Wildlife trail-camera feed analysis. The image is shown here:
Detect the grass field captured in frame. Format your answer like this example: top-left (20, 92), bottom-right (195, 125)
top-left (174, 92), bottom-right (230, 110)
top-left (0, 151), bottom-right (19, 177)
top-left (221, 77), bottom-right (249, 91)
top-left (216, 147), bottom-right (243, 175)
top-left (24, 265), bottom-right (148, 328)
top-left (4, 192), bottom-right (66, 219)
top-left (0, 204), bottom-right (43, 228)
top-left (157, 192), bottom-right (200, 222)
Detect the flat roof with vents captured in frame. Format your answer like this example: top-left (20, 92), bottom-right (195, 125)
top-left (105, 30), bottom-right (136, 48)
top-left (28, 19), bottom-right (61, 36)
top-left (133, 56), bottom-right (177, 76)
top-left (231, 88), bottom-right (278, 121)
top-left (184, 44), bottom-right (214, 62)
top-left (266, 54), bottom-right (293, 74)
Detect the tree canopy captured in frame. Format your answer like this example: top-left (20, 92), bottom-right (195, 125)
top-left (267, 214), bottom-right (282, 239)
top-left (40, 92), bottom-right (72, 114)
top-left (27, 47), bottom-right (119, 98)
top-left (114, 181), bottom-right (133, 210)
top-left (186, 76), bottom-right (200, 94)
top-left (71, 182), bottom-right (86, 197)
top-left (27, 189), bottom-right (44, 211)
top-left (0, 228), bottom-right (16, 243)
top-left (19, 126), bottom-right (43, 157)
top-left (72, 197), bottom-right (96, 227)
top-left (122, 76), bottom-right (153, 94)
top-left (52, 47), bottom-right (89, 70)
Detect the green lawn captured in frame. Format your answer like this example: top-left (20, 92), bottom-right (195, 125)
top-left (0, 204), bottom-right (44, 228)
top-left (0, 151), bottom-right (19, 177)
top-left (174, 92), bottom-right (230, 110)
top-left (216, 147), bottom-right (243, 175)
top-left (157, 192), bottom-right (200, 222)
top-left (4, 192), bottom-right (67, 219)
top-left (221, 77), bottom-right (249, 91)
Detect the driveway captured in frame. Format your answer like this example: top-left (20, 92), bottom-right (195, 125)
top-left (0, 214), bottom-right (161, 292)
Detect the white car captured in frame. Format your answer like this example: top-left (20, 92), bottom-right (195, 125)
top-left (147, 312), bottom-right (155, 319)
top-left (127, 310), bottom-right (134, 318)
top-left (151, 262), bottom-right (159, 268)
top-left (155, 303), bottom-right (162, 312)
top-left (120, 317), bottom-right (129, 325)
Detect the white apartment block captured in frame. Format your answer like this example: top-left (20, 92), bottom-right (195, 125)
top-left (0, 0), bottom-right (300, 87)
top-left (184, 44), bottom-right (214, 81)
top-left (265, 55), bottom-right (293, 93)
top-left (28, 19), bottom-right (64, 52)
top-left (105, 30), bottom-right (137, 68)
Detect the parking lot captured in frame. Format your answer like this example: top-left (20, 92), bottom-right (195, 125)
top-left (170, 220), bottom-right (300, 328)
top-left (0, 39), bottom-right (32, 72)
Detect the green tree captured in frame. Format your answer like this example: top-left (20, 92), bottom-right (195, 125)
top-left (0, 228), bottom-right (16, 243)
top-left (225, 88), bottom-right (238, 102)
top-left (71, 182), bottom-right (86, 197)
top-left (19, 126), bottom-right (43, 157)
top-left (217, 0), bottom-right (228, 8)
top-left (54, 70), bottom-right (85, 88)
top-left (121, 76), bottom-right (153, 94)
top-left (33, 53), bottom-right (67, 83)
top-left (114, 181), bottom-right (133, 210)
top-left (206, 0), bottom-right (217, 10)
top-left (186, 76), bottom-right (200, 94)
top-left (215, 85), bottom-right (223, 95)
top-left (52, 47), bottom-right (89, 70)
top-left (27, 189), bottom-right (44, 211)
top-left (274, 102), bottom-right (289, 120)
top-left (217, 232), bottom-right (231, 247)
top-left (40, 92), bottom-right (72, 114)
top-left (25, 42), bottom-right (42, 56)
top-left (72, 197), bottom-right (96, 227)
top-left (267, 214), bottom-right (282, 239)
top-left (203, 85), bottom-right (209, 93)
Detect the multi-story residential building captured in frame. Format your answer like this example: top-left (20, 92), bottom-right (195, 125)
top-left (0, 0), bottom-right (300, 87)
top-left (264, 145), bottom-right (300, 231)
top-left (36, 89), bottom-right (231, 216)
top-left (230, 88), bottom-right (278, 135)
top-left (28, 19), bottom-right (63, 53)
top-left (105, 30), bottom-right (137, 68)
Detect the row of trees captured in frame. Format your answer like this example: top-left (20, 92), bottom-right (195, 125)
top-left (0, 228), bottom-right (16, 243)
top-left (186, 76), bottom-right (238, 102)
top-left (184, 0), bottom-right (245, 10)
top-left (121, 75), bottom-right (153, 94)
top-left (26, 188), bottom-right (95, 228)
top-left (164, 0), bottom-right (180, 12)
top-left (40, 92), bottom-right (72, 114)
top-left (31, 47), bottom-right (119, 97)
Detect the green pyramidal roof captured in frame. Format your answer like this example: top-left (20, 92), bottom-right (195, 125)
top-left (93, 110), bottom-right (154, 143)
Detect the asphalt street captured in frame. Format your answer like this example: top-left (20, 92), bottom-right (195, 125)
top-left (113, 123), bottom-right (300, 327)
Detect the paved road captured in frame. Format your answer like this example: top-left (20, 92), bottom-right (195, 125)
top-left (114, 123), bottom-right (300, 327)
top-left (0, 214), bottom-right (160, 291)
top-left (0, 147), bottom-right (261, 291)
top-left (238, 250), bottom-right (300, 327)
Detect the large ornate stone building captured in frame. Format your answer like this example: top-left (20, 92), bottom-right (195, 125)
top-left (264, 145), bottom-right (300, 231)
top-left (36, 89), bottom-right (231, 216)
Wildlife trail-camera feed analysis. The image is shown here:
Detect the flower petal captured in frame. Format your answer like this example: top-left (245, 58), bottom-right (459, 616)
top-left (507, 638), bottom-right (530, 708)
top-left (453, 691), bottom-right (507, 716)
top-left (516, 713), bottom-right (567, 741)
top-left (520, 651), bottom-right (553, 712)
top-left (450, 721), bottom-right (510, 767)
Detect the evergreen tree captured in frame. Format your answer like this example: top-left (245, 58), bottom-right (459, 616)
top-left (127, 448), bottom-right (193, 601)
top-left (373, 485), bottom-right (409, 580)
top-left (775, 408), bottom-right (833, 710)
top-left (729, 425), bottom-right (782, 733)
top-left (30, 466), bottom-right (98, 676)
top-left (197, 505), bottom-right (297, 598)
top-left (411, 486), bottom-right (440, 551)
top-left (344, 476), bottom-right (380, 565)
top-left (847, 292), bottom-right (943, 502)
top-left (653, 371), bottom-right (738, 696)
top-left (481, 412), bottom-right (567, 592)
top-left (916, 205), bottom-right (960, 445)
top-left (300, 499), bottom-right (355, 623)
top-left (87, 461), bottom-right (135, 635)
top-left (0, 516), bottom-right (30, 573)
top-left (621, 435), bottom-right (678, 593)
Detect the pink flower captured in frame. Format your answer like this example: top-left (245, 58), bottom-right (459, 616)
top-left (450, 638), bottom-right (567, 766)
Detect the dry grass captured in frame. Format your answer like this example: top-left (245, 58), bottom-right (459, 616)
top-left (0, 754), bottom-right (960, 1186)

== WHAT YOU HAVE TO DO ==
Reproduce the material from the line with "Detect the tree" to the line with "top-left (122, 76), bottom-right (153, 94)", both ends included, and add 42 to every coordinate in the answers while leaving the request line and its format sample unchanged.

== COMPLETED TASK ==
Detect the tree canopy captured in frame. Format your answer like this example: top-left (20, 92), bottom-right (195, 125)
top-left (309, 256), bottom-right (324, 281)
top-left (82, 134), bottom-right (114, 156)
top-left (69, 89), bottom-right (161, 140)
top-left (156, 223), bottom-right (175, 252)
top-left (228, 118), bottom-right (242, 136)
top-left (113, 224), bottom-right (128, 239)
top-left (69, 231), bottom-right (86, 253)
top-left (42, 270), bottom-right (58, 285)
top-left (61, 168), bottom-right (85, 199)
top-left (114, 239), bottom-right (138, 269)
top-left (164, 118), bottom-right (195, 136)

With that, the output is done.